+++ DATASET EXTRACT

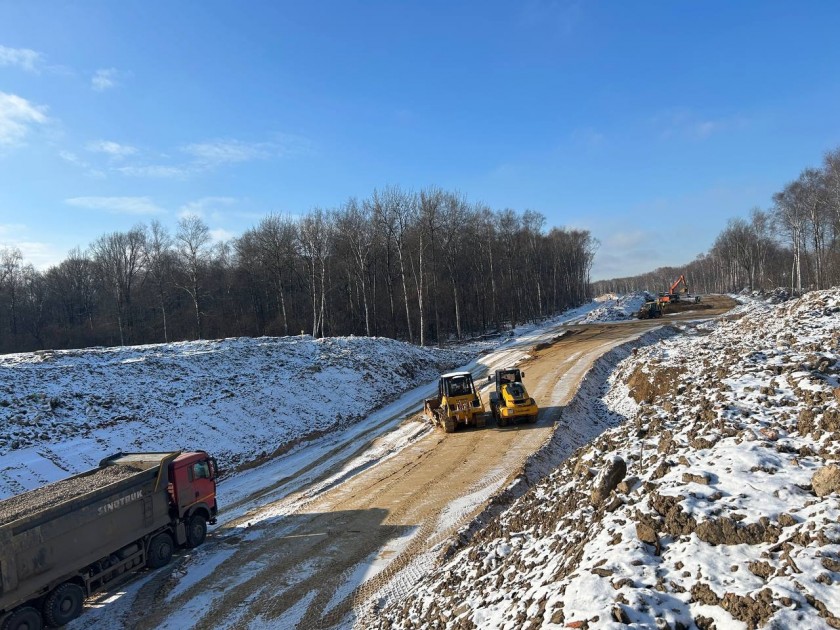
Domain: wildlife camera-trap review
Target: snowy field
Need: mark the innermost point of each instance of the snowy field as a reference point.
(614, 308)
(241, 399)
(713, 503)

++++++

◆ **EXERCISE**
Print each record as it appears above, dropping every picture from the copy.

◆ **SOLUTION**
Domain: wildlife camera-trap review
Target: snowy field
Need: mark the innermost point of each instance of the snowy field as a reference point.
(614, 308)
(241, 399)
(713, 503)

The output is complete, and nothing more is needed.